* Begin Records supplied *

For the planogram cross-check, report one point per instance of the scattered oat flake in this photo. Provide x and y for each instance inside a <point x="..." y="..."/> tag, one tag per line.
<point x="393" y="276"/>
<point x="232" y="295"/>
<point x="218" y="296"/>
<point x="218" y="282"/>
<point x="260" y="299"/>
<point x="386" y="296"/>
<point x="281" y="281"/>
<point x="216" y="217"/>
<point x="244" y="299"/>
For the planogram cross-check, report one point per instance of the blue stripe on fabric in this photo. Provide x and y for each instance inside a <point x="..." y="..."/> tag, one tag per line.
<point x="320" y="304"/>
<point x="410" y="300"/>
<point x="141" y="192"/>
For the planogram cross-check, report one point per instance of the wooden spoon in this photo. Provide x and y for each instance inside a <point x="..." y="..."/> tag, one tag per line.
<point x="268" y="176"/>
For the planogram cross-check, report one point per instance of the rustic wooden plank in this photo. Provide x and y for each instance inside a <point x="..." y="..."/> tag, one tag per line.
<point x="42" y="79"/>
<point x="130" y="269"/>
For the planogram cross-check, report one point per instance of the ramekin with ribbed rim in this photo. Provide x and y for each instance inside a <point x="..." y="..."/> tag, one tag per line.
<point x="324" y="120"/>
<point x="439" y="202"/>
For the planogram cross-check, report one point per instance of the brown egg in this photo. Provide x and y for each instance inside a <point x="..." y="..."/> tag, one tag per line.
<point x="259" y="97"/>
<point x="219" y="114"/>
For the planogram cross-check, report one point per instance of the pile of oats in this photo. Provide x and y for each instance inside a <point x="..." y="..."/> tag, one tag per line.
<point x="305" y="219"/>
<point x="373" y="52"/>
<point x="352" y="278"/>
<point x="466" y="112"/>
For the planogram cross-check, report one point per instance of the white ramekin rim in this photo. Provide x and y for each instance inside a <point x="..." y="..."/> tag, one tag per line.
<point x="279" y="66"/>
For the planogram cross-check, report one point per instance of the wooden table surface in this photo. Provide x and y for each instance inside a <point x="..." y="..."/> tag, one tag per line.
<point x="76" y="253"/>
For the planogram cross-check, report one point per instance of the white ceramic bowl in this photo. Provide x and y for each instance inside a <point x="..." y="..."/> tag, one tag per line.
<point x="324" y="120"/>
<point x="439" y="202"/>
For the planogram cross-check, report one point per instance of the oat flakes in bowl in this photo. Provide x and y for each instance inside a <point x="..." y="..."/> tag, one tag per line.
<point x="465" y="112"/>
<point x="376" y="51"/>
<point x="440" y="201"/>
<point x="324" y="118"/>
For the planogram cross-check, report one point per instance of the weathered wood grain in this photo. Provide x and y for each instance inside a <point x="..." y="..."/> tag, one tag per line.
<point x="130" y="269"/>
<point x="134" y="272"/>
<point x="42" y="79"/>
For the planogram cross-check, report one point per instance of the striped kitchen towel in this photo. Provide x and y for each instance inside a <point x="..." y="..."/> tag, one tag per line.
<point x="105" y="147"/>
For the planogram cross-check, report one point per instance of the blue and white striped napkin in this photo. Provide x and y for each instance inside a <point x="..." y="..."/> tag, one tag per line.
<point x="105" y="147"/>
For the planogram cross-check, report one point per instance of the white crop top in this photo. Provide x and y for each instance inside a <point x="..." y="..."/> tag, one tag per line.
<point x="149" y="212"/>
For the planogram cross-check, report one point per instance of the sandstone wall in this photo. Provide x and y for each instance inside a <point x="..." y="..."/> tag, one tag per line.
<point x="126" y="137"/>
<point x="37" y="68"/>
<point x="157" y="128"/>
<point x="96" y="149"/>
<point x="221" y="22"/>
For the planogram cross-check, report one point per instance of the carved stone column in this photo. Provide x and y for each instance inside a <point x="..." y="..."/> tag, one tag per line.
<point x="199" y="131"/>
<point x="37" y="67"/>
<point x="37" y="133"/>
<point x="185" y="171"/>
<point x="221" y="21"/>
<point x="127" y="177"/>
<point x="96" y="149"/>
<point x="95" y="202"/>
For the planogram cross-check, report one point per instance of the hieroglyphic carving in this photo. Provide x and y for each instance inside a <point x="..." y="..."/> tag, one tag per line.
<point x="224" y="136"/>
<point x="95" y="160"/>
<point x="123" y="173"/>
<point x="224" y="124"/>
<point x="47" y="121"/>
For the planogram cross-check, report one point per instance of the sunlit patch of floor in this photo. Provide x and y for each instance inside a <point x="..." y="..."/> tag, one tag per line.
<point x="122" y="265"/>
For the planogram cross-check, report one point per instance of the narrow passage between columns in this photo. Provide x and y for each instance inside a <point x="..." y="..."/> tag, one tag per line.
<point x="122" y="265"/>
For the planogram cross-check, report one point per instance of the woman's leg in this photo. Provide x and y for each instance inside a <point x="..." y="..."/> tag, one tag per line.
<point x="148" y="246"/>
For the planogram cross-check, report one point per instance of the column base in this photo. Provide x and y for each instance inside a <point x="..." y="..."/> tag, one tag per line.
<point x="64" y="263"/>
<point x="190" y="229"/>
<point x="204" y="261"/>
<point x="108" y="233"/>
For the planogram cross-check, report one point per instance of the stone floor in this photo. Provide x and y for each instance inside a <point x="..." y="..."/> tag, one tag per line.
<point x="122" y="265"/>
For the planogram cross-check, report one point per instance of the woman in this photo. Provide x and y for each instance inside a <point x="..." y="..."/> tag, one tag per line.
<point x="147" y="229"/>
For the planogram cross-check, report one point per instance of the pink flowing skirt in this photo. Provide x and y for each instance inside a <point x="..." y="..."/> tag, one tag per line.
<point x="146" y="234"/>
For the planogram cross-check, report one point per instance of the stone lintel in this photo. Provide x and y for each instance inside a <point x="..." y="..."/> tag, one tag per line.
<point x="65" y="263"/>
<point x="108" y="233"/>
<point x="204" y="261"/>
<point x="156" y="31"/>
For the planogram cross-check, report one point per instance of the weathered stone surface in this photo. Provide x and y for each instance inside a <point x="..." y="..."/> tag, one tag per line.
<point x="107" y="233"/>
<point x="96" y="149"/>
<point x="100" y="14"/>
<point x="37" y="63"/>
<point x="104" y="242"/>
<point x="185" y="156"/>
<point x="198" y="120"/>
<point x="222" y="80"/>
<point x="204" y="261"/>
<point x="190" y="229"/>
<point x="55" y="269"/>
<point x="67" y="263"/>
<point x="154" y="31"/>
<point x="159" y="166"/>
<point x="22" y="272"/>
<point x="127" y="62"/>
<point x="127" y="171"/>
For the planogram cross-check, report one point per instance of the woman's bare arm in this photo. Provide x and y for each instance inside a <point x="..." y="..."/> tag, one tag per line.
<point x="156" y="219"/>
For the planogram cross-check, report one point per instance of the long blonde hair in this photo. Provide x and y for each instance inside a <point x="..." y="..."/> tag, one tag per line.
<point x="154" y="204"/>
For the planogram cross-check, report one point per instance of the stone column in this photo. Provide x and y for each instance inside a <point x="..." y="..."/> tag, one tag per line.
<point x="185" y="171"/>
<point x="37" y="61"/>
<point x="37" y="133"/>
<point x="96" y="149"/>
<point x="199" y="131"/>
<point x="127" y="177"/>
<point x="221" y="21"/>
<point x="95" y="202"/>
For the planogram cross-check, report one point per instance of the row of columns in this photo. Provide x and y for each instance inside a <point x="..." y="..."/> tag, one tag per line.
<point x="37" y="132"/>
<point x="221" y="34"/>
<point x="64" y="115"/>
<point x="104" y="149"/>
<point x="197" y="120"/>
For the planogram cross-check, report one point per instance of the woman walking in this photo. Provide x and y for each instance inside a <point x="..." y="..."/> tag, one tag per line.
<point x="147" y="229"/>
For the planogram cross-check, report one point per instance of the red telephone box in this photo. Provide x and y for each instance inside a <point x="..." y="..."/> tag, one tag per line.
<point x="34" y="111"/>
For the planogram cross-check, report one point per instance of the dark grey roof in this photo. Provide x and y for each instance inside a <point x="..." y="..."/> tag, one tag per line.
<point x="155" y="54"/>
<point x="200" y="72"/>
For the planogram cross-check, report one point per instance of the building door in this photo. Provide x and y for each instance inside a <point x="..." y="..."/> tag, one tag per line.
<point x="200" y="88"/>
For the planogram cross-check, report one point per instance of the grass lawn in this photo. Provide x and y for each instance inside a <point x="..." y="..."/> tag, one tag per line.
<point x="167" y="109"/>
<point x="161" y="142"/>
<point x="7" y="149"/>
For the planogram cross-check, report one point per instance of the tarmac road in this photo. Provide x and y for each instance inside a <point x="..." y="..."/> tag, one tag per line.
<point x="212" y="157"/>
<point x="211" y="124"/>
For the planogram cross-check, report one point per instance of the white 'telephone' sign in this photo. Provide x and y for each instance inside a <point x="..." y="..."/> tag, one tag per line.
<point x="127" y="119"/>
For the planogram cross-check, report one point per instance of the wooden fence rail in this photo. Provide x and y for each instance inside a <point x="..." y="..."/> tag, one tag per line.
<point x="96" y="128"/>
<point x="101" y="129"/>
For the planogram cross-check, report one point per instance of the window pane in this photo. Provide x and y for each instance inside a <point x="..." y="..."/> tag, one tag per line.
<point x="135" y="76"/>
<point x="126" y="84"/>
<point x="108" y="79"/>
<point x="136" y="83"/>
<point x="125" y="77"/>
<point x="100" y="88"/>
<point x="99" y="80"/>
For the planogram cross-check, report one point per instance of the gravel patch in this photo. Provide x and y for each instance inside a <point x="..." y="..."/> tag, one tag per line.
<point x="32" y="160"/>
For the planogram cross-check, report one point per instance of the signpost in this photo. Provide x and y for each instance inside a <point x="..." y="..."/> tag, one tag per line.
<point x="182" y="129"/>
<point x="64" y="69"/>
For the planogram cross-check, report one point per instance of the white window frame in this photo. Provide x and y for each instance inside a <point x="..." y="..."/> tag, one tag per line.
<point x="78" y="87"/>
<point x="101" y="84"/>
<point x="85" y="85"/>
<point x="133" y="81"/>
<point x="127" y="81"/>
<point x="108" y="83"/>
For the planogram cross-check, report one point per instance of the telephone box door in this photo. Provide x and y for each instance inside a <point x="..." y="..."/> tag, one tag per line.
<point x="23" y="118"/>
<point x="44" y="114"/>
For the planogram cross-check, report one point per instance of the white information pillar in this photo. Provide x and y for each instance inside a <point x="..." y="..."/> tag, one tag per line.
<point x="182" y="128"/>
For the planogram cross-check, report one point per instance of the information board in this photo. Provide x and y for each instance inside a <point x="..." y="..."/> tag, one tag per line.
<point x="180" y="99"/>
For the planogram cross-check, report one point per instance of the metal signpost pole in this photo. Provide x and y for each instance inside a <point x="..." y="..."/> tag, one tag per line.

* End Records supplied *

Exercise requirements.
Your answer should consist only of the lines from the one with "of the signpost" through the end of the data above, reproduced exactly.

The answer.
For the planogram cross-check, report one point per instance of the signpost in this photo. Provide x and y for each instance inside a <point x="..." y="..."/> tag, one tag per line.
<point x="182" y="129"/>
<point x="64" y="69"/>
For the planogram cross-check, report one point per instance of the white window frame in this photo. Provide x and y for each instance inside a <point x="..." y="..."/> tag, one tag per line.
<point x="78" y="87"/>
<point x="101" y="84"/>
<point x="85" y="85"/>
<point x="133" y="81"/>
<point x="127" y="81"/>
<point x="108" y="83"/>
For the planogram cross-check, report one point per instance of the telephone box door in this photo. Provide x and y for each instance inside a <point x="..." y="..."/> tag, one tag per line.
<point x="23" y="118"/>
<point x="44" y="114"/>
For the planogram cross-check, report one point per instance of the white information pillar in this photo. Provide x and y for each instance inside a <point x="..." y="..."/> tag, one tag per line.
<point x="182" y="128"/>
For the planogram cross-check, report one point per instance of the information board in this photo. Provide x and y for each instance inside a <point x="..." y="..."/> tag, one tag per line.
<point x="180" y="99"/>
For the planogram cross-check, report one point per instance of the metal signpost pole in this photo. Provide x and y for each instance inside a <point x="..." y="..."/> tag, one tag per line.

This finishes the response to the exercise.